* _Extract to read_:
%%
- Born: 1982 (age 43–44) Ipswich, Suffolk, England
- Education: Royal Academy of Dramatic Art
- Occupation: Actor
- Years active: 2007–present
- Father: Michael Laskey

= Jack Laskey =

English actor

Jack Laskey is an English actor best known for his theatre work and his role as DS Jakes in the ITV drama series Endeavour. He is the third son of Michael Laskey, a poet. Laskey trained at the Royal Academy of Dramatic Art (RADA).

==Television ==
Laskey played a recurring TV role as DS Peter Jakes in the ITV series Endeavour.

Between 2015 and 2017, Laskey played the role of Alfred Graves 'a young man with a gentle soul' who 'is burdened with an uncommon condition - synesthesia in the TV show X Company.
%%
* _Directives_:
• 1. In the profile of Jack Laskey, reproduce the stretch from "Jack Laskey is" through "show X Company." word for word.
• 2. Render this sentence from the profile of Jack Laskey into Spanish: "He is the third son of Michael Laskey, a poet."
• 3. According to the profile of Jack Laskey, which drama school did he train at?

* _Supplied data_:
%%
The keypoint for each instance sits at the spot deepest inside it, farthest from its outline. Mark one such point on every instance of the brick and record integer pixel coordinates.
%%
* _Solutions below_:
• 1.
Jack Laskey is an English actor best known for his theatre work and his role as DS Jakes in the ITV drama series Endeavour. He is the third son of Michael Laskey, a poet. Laskey trained at the Royal Academy of Dramatic Art (RADA).

==Television ==
Laskey played a recurring TV role as DS Peter Jakes in the ITV series Endeavour.

Between 2015 and 2017, Laskey played the role of Alfred Graves 'a young man with a gentle soul' who 'is burdened with an uncommon condition - synesthesia in the TV show X Company.

• 2. Es el tercer hijo de Michael Laskey, un poeta.

• 3. The Royal Academy of Dramatic Art (RADA).